Stored items from a collection:
..............................

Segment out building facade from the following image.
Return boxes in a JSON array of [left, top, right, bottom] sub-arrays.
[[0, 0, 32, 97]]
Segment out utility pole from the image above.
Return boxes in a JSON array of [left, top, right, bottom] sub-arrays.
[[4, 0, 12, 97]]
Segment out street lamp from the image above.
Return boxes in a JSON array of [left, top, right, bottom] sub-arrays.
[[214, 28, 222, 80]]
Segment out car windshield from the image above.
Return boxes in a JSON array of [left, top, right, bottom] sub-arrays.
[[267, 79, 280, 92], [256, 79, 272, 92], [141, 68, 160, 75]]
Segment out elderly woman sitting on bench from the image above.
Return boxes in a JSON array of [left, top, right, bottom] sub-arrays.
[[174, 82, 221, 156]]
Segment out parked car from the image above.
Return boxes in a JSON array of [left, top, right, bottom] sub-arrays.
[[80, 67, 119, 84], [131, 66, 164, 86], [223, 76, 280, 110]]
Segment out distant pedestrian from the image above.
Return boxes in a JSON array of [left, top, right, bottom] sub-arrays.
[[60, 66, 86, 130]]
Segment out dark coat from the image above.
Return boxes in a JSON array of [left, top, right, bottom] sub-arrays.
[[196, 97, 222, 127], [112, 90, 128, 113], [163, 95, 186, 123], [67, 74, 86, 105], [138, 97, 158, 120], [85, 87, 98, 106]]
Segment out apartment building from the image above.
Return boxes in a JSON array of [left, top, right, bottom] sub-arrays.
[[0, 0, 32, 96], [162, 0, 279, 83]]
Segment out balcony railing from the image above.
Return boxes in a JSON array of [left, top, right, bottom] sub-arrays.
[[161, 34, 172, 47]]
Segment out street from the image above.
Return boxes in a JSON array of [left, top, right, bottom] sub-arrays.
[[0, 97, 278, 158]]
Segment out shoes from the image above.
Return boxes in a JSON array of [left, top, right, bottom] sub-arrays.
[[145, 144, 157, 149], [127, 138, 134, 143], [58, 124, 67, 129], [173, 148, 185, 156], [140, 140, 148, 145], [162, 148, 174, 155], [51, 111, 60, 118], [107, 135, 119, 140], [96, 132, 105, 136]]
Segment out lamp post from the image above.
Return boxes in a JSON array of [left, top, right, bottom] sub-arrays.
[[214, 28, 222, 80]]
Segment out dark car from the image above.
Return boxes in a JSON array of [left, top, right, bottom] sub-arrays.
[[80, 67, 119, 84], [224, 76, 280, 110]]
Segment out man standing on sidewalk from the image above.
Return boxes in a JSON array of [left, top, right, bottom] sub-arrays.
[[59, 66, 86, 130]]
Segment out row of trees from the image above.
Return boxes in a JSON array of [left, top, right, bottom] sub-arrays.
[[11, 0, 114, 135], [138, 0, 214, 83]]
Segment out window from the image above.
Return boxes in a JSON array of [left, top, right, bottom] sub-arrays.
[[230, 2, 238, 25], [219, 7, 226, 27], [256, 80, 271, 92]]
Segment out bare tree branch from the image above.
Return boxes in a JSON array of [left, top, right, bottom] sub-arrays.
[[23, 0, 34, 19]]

..............................

Select every line of the items above that contains the word "building", and copy each of those lines in full. Case counts.

Segment out building facade from the following image.
Segment out apartment building from the image above.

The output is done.